Exercise task = Put the data from the line containing "Target: creek water" up to and including the line containing "169), (190, 156)]" into a numbered list, omitting any blank lines.

Records to use =

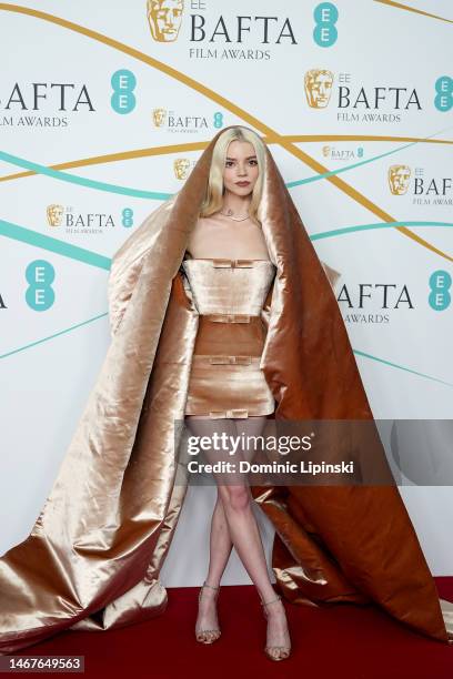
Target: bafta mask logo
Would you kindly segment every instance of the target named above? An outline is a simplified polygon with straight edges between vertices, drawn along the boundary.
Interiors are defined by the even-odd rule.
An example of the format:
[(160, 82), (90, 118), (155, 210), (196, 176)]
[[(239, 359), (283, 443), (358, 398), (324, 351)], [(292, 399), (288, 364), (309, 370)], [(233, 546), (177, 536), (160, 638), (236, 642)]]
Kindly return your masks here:
[(178, 39), (183, 9), (183, 0), (148, 0), (148, 21), (157, 42), (174, 42)]
[(157, 128), (163, 128), (165, 124), (167, 111), (165, 109), (153, 109), (152, 120)]
[(404, 195), (409, 189), (411, 168), (407, 165), (391, 165), (389, 168), (389, 186), (393, 195)]
[(189, 159), (177, 158), (177, 160), (173, 163), (175, 178), (177, 179), (188, 179), (189, 165), (190, 165)]
[(47, 216), (49, 226), (61, 226), (64, 207), (62, 205), (48, 205)]
[(304, 79), (306, 103), (312, 109), (325, 109), (332, 92), (333, 73), (323, 69), (306, 71)]

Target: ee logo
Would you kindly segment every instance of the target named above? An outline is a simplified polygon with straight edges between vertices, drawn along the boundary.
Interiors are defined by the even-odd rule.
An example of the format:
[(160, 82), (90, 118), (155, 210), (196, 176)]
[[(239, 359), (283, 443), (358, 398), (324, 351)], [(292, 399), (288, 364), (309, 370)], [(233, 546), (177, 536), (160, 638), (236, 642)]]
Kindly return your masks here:
[(135, 108), (135, 95), (133, 90), (137, 85), (137, 78), (132, 71), (121, 69), (115, 71), (111, 78), (113, 94), (111, 97), (112, 109), (115, 113), (130, 113)]
[(339, 20), (339, 10), (332, 2), (321, 2), (313, 12), (315, 27), (313, 40), (319, 47), (332, 47), (336, 42), (339, 32), (335, 23)]
[(50, 262), (34, 260), (26, 270), (26, 278), (29, 284), (26, 291), (26, 302), (33, 311), (47, 311), (56, 301), (52, 283), (56, 271)]
[(429, 303), (434, 311), (445, 311), (451, 304), (452, 296), (450, 288), (452, 286), (452, 276), (447, 271), (437, 270), (430, 276), (430, 296)]

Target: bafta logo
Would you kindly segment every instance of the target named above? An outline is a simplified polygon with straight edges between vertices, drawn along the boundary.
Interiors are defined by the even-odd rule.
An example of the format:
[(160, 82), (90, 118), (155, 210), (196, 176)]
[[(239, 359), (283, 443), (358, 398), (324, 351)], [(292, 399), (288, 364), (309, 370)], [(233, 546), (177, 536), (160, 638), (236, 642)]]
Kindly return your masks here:
[(391, 165), (389, 168), (389, 186), (393, 195), (403, 195), (409, 189), (411, 168), (407, 165)]
[(311, 69), (304, 78), (306, 103), (312, 109), (325, 109), (332, 92), (333, 73), (323, 69)]
[(148, 0), (148, 21), (157, 42), (174, 42), (178, 39), (183, 9), (183, 0)]
[(173, 163), (174, 175), (177, 179), (188, 179), (189, 175), (189, 160), (187, 158), (177, 158)]
[(48, 205), (47, 216), (49, 226), (61, 226), (64, 207), (62, 205)]
[(152, 120), (157, 128), (163, 128), (165, 124), (167, 111), (165, 109), (153, 109)]

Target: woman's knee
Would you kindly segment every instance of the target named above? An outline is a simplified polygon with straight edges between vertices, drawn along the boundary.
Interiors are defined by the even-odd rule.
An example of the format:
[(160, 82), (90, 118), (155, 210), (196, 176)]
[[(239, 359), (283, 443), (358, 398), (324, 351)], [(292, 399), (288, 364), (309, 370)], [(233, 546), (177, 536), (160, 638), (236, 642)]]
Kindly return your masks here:
[(250, 488), (248, 486), (223, 486), (219, 495), (225, 508), (238, 511), (246, 509), (250, 505)]

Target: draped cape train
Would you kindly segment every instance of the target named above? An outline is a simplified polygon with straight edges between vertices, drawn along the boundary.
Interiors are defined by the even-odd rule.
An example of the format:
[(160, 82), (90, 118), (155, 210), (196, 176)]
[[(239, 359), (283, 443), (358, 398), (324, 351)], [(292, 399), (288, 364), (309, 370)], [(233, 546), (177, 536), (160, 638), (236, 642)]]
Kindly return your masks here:
[[(174, 483), (174, 422), (184, 416), (198, 330), (180, 267), (219, 134), (178, 194), (113, 256), (107, 356), (40, 516), (0, 559), (1, 653), (64, 629), (107, 630), (165, 609), (159, 574), (187, 490)], [(321, 264), (269, 149), (262, 171), (259, 219), (276, 275), (262, 312), (261, 366), (274, 418), (372, 419), (331, 286), (335, 272)], [(395, 485), (263, 486), (252, 494), (275, 528), (272, 567), (286, 600), (374, 602), (449, 640), (452, 614)]]

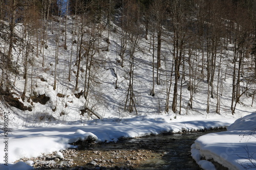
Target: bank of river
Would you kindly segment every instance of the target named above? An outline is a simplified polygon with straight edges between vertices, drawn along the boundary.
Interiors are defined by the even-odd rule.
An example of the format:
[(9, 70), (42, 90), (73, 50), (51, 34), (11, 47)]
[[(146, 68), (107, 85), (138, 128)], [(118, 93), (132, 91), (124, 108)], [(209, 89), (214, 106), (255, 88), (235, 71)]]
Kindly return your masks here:
[(77, 170), (200, 169), (190, 156), (191, 145), (200, 136), (224, 130), (123, 139), (116, 143), (78, 142), (78, 150), (61, 151), (63, 161), (56, 159), (54, 154), (46, 155), (44, 161), (35, 161), (35, 167)]

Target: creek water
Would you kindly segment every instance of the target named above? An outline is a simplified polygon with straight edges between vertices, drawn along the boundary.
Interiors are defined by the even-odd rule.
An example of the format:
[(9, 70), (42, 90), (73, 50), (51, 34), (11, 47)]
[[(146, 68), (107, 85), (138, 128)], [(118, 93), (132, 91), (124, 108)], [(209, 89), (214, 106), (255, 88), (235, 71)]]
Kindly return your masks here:
[(201, 135), (224, 130), (80, 143), (77, 156), (70, 157), (76, 166), (65, 169), (200, 169), (190, 156), (191, 145)]

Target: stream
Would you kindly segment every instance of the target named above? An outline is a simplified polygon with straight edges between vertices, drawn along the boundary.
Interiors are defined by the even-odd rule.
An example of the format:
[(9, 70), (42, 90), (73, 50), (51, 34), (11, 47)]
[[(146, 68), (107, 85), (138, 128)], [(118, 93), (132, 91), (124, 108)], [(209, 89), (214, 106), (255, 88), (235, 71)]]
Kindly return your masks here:
[(191, 145), (201, 135), (224, 130), (151, 135), (123, 139), (116, 143), (80, 142), (77, 143), (78, 150), (61, 152), (66, 160), (72, 160), (72, 165), (67, 164), (68, 161), (55, 159), (58, 167), (49, 169), (200, 169), (190, 156)]

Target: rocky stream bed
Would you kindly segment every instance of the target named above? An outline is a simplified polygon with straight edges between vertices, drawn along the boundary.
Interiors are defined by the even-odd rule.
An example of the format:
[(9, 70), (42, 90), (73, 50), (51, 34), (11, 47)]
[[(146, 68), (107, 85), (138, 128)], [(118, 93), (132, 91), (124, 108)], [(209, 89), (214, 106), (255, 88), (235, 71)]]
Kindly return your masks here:
[(190, 156), (190, 146), (208, 132), (161, 134), (117, 142), (79, 141), (76, 149), (19, 161), (29, 160), (36, 169), (200, 169)]

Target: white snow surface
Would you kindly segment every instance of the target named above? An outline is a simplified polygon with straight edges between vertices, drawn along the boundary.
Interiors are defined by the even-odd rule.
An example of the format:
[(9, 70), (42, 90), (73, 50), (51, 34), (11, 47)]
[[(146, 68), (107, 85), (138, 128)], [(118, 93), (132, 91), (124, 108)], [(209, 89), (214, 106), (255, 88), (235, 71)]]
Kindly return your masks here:
[[(117, 122), (116, 118), (108, 118), (72, 126), (57, 124), (52, 127), (13, 127), (8, 134), (8, 162), (13, 163), (24, 157), (36, 157), (43, 153), (74, 148), (75, 146), (69, 143), (88, 137), (94, 138), (96, 141), (116, 141), (121, 137), (136, 137), (167, 132), (191, 132), (224, 127), (236, 120), (230, 118), (212, 119), (200, 117), (180, 116), (178, 116), (180, 118), (171, 120), (170, 115), (158, 116), (157, 118), (146, 115), (119, 122)], [(190, 120), (187, 120), (187, 119)], [(0, 148), (4, 148), (4, 144), (1, 142)], [(1, 152), (0, 157), (3, 158), (4, 154)], [(0, 161), (5, 163), (3, 159)], [(4, 164), (0, 165), (0, 169), (3, 166)], [(9, 167), (10, 169), (13, 169), (11, 167)]]
[[(92, 81), (92, 89), (88, 97), (90, 100), (88, 100), (89, 102), (87, 105), (100, 119), (88, 120), (89, 118), (95, 118), (95, 116), (81, 114), (81, 110), (85, 109), (87, 101), (84, 98), (78, 99), (75, 96), (75, 94), (81, 92), (84, 87), (86, 76), (85, 73), (81, 70), (86, 68), (86, 62), (83, 61), (80, 68), (77, 68), (74, 64), (76, 62), (75, 49), (78, 43), (76, 45), (74, 44), (73, 50), (71, 46), (73, 38), (78, 39), (78, 36), (73, 37), (73, 35), (71, 34), (72, 28), (70, 26), (73, 25), (73, 21), (69, 18), (68, 22), (68, 49), (65, 50), (63, 48), (60, 47), (58, 51), (59, 61), (56, 71), (57, 88), (55, 90), (53, 88), (54, 80), (53, 73), (58, 23), (51, 21), (52, 32), (49, 30), (47, 32), (49, 47), (47, 49), (41, 48), (45, 57), (44, 66), (42, 66), (42, 54), (41, 53), (39, 53), (39, 57), (36, 57), (35, 50), (30, 54), (30, 59), (34, 61), (32, 65), (29, 65), (28, 70), (29, 75), (28, 82), (31, 83), (27, 85), (26, 98), (29, 99), (30, 95), (36, 96), (45, 94), (49, 98), (49, 101), (45, 104), (41, 104), (36, 102), (28, 102), (27, 100), (25, 100), (23, 103), (26, 106), (31, 107), (32, 111), (22, 111), (13, 107), (7, 108), (5, 106), (6, 104), (0, 101), (1, 129), (4, 128), (4, 116), (5, 116), (5, 114), (3, 114), (4, 113), (8, 113), (9, 121), (7, 135), (9, 164), (8, 166), (0, 164), (1, 170), (32, 169), (32, 167), (25, 162), (12, 163), (24, 157), (36, 157), (43, 153), (50, 153), (61, 149), (74, 148), (74, 146), (69, 143), (78, 140), (86, 139), (88, 137), (94, 138), (97, 141), (116, 141), (121, 137), (136, 137), (166, 132), (178, 133), (183, 131), (190, 132), (224, 127), (229, 126), (239, 118), (255, 112), (255, 102), (252, 104), (252, 98), (243, 95), (240, 99), (241, 104), (238, 103), (237, 106), (235, 114), (233, 115), (231, 114), (230, 107), (232, 82), (232, 78), (227, 74), (226, 78), (225, 76), (225, 78), (224, 75), (222, 77), (221, 75), (223, 88), (220, 101), (220, 114), (216, 113), (217, 98), (209, 99), (209, 113), (206, 113), (207, 84), (204, 78), (198, 80), (197, 76), (195, 81), (197, 88), (193, 94), (193, 109), (188, 108), (190, 91), (187, 89), (187, 85), (184, 85), (182, 87), (181, 94), (181, 115), (174, 113), (170, 111), (166, 113), (164, 108), (166, 92), (167, 91), (166, 87), (168, 87), (170, 83), (170, 81), (166, 80), (169, 79), (172, 74), (170, 68), (173, 58), (170, 57), (172, 56), (169, 54), (169, 43), (163, 41), (161, 53), (166, 59), (161, 61), (161, 85), (155, 87), (155, 95), (153, 96), (149, 95), (153, 78), (152, 50), (151, 50), (152, 47), (150, 45), (152, 40), (151, 39), (146, 40), (143, 38), (140, 39), (140, 47), (136, 48), (135, 54), (136, 64), (135, 66), (134, 79), (136, 83), (134, 84), (134, 89), (138, 103), (136, 106), (138, 115), (135, 112), (128, 113), (124, 111), (124, 101), (129, 84), (129, 56), (127, 54), (125, 54), (124, 67), (117, 65), (117, 61), (120, 59), (118, 54), (120, 52), (120, 33), (121, 30), (115, 23), (112, 23), (113, 28), (117, 28), (118, 33), (111, 32), (109, 52), (100, 51), (100, 53), (95, 54), (95, 61), (101, 61), (102, 58), (104, 59), (104, 62), (99, 63), (95, 66), (95, 70), (92, 71), (92, 76), (95, 77), (94, 81), (100, 83)], [(23, 28), (22, 25), (17, 25), (15, 27), (16, 34), (20, 37), (23, 36), (23, 33), (19, 30), (22, 30)], [(90, 27), (86, 28), (89, 29)], [(91, 38), (90, 34), (86, 34), (84, 39), (89, 39)], [(106, 46), (107, 43), (103, 39), (108, 37), (108, 34), (107, 30), (103, 30), (100, 34), (102, 37), (97, 40), (99, 46), (102, 49)], [(169, 38), (167, 35), (164, 38)], [(35, 47), (35, 37), (32, 38), (31, 41), (31, 43)], [(60, 45), (62, 45), (63, 42), (61, 40), (59, 41)], [(1, 49), (6, 48), (4, 48), (4, 44), (6, 43), (5, 42), (0, 38)], [(228, 45), (232, 48), (232, 44)], [(19, 50), (18, 48), (18, 46), (16, 47), (17, 50)], [(71, 53), (71, 51), (73, 53)], [(7, 50), (4, 52), (6, 53)], [(225, 61), (229, 63), (233, 58), (233, 52), (229, 50), (224, 50), (224, 52), (227, 54), (227, 57), (223, 58), (223, 60), (226, 60)], [(72, 54), (73, 57), (70, 65), (72, 71), (71, 80), (68, 81), (68, 68), (70, 64), (68, 61), (71, 58)], [(200, 53), (199, 55), (202, 55), (203, 54)], [(13, 61), (15, 62), (19, 61), (18, 59), (20, 56), (16, 53), (13, 53)], [(224, 73), (228, 70), (227, 72), (229, 72), (232, 70), (232, 67), (228, 66), (229, 64), (226, 65), (221, 65), (221, 72)], [(17, 63), (17, 70), (22, 73), (24, 69), (23, 65), (23, 63)], [(188, 69), (187, 67), (188, 68), (186, 67), (185, 69), (188, 73)], [(195, 75), (198, 74), (198, 77), (202, 76), (200, 71), (197, 70), (199, 69), (194, 68), (194, 71), (197, 71)], [(79, 76), (78, 87), (75, 90), (76, 75), (74, 72), (77, 70), (81, 70), (81, 71)], [(24, 89), (25, 84), (23, 76), (22, 74), (10, 76), (10, 80), (15, 87), (12, 91), (14, 94), (13, 95), (18, 98), (20, 101), (20, 96)], [(214, 85), (216, 87), (218, 85), (216, 81), (218, 76), (216, 75), (214, 77), (215, 81)], [(186, 77), (185, 78), (187, 81), (188, 78)], [(118, 88), (115, 86), (116, 81), (117, 82)], [(173, 86), (172, 85), (171, 87), (171, 91), (173, 91)], [(215, 88), (215, 94), (217, 93), (216, 89), (217, 88)], [(60, 94), (59, 96), (61, 97), (58, 96), (58, 94)], [(169, 101), (172, 100), (173, 96), (170, 95)], [(201, 167), (206, 167), (205, 168), (206, 169), (208, 167), (208, 169), (214, 169), (214, 167), (212, 165), (208, 166), (207, 163), (209, 162), (207, 160), (201, 160), (202, 156), (206, 158), (214, 157), (215, 161), (225, 166), (230, 166), (229, 167), (231, 167), (231, 169), (241, 169), (242, 166), (239, 165), (237, 161), (244, 160), (240, 159), (237, 154), (238, 153), (244, 156), (246, 154), (243, 147), (247, 144), (250, 151), (255, 152), (255, 135), (244, 136), (255, 128), (253, 121), (253, 118), (255, 119), (254, 115), (255, 114), (239, 119), (236, 124), (229, 127), (228, 132), (213, 133), (200, 137), (196, 141), (196, 144), (193, 145), (192, 149), (194, 151), (192, 156), (196, 158), (194, 159), (196, 159)], [(0, 134), (3, 134), (4, 131), (0, 130)], [(3, 142), (5, 140), (4, 138), (2, 136), (0, 140), (0, 163), (5, 163), (3, 158), (5, 154), (3, 150), (5, 147), (5, 144)]]
[(256, 113), (252, 113), (236, 120), (227, 131), (199, 137), (191, 145), (191, 156), (204, 169), (218, 168), (202, 157), (229, 169), (256, 169), (255, 122)]

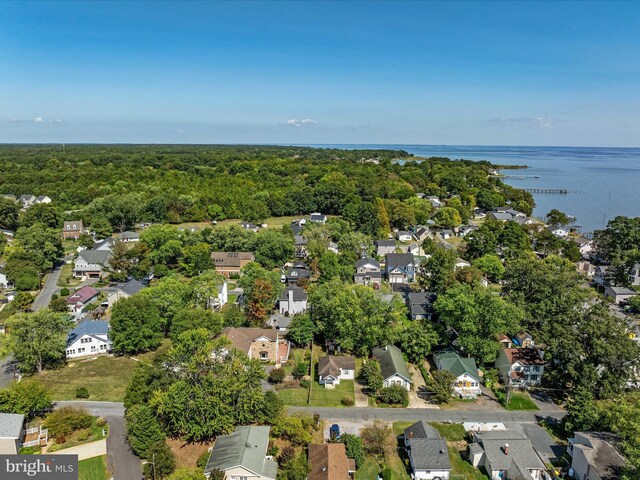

Answer for the task =
1. Target: creek water
2. Would you kindly segment every instance of the target named above? An outline is a simplified polygon with straight edges between vertices, drawn along the boundary.
3. Interiors are defined by the even-odd rule.
4. An example of the format:
5. [(9, 70), (42, 90), (73, 50), (51, 34), (11, 47)]
6. [[(146, 68), (107, 85), (138, 128)], [(118, 93), (132, 91), (124, 108)], [(209, 89), (214, 106), (255, 88), (235, 71)]]
7. Kindly return your masks here:
8. [(201, 135), (224, 130), (80, 143), (77, 156), (70, 157), (76, 166), (65, 169), (200, 169), (190, 156), (191, 145)]
9. Target: stream
10. Would you kindly segment every instance of the target named above? An outline is a simplified polygon with straight edges between vertices, drawn along the boundary.
11. Interiors are defined by the even-odd rule.
12. An example of the format:
13. [(9, 70), (42, 90), (73, 50), (51, 34), (11, 47)]
14. [[(146, 68), (107, 85), (138, 128)], [(118, 93), (132, 91), (124, 108)], [(209, 89), (214, 106), (255, 88), (235, 71)]]
15. Kindly return your masks here:
16. [(191, 145), (201, 135), (224, 130), (151, 135), (123, 139), (116, 143), (80, 142), (77, 143), (78, 150), (61, 152), (66, 160), (72, 160), (72, 165), (67, 164), (68, 161), (55, 159), (58, 167), (49, 169), (200, 169), (190, 156)]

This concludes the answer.